----- DATA FOR THE TASK -----

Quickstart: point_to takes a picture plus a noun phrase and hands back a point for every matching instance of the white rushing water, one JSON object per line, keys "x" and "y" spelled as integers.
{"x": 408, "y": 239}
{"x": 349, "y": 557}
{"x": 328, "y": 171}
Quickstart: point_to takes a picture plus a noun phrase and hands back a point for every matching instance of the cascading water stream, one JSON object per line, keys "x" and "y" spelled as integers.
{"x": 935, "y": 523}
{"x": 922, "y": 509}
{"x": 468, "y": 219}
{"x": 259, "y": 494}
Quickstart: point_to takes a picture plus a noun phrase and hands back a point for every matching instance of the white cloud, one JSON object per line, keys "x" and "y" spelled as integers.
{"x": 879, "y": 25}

-----

* PROMPT
Repeat every record exactly as written, please.

* RESPONSE AREA
Quickstart: point_to takes a picture plus a noun phrase and hands back a point for every matching instance of the white rushing water, one JSON object per line, keys "x" and "y" spelled as integers.
{"x": 408, "y": 239}
{"x": 349, "y": 557}
{"x": 328, "y": 171}
Quickstart: point_to takes a picture plus a noun phrase and hands back a point for every matching instance of the cascading water stream, one JSON object per line, keys "x" and "y" spelled as integers.
{"x": 935, "y": 523}
{"x": 922, "y": 509}
{"x": 468, "y": 219}
{"x": 259, "y": 494}
Quickstart: point_to takes a picture plus a noun phrase and hands back a point for every matching instance of the white cloud, one JSON object per line, keys "x" and "y" spelled as integers.
{"x": 879, "y": 25}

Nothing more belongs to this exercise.